Музыка приводит душу в оцепенение и диктует действия — как те сигналы, которые Павлов отдавал собакам.
Палочка дирижера останавливает какофонию настройки инструментов и призывает к безмолвию, которое ждет музыки; затем, внезапно, вызывает из этой мертвой тишины первые такты.
Группа людей, или животных, или даже собак — это всегда дикая стая.
Ее можно назвать одомашненной лишь тогда, когда она реагирует на приказы, вскакивает по свистку и собирается в концертных залах.
Дети и собаки прыгают на месте, когда оказываются у кромки воды. Они инстинктивно кричат и тявкают, заслышав шум и волнение моря.
Собака поворачивает голову в ту сторону, откуда донесся непривычный звук.
Она настораживается.
И замирает, обратив нос, взгляд и уши к странному звуку.
Дирижер устраивает целое представление из того, чему подчиняется слушатель. Слушатели объединяются, чтобы видеть человека, который стоит перед ними один, на возвышении, и заставляет, по своей воле, говорить или молчать это послушное стадо.
А сам проделывает настоящие чудеса с помощью своей дирижерской палочки. Как будто у него в руке волшебный золотой жезл.

▶ _Описание задания_
Выпишите без изменений фрагмент текста о музыке и дирижере, который начинается со слов «Ее можно назвать» и заканчивается словами «донесся непривычный звук.».

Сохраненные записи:
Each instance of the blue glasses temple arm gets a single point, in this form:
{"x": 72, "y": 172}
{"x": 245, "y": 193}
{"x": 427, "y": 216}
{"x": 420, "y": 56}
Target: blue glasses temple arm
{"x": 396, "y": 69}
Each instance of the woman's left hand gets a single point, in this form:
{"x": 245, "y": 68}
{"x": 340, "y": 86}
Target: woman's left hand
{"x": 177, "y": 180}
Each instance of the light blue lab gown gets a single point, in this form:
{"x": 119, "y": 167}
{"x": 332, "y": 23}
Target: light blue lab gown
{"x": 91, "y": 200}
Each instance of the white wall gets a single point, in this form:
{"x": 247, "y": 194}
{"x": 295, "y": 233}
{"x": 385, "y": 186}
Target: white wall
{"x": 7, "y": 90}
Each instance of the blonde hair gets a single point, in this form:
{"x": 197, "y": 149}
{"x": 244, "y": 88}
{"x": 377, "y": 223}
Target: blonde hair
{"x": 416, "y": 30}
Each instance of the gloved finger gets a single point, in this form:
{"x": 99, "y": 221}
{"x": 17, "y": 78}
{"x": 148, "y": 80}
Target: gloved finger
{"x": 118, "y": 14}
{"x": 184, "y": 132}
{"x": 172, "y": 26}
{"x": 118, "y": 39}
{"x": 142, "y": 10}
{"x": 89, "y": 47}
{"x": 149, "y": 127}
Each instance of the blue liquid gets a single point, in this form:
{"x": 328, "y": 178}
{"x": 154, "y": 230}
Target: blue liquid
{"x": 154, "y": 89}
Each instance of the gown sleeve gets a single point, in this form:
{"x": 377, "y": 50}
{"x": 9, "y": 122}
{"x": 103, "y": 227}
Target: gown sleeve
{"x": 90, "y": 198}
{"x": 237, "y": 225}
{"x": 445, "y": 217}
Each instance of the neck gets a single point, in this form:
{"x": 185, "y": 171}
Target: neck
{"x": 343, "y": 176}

▶ _Решение задания_
Ее можно назвать одомашненной лишь тогда, когда она реагирует на приказы, вскакивает по свистку и собирается в концертных залах.
Дети и собаки прыгают на месте, когда оказываются у кромки воды. Они инстинктивно кричат и тявкают, заслышав шум и волнение моря.
Собака поворачивает голову в ту сторону, откуда донесся непривычный звук.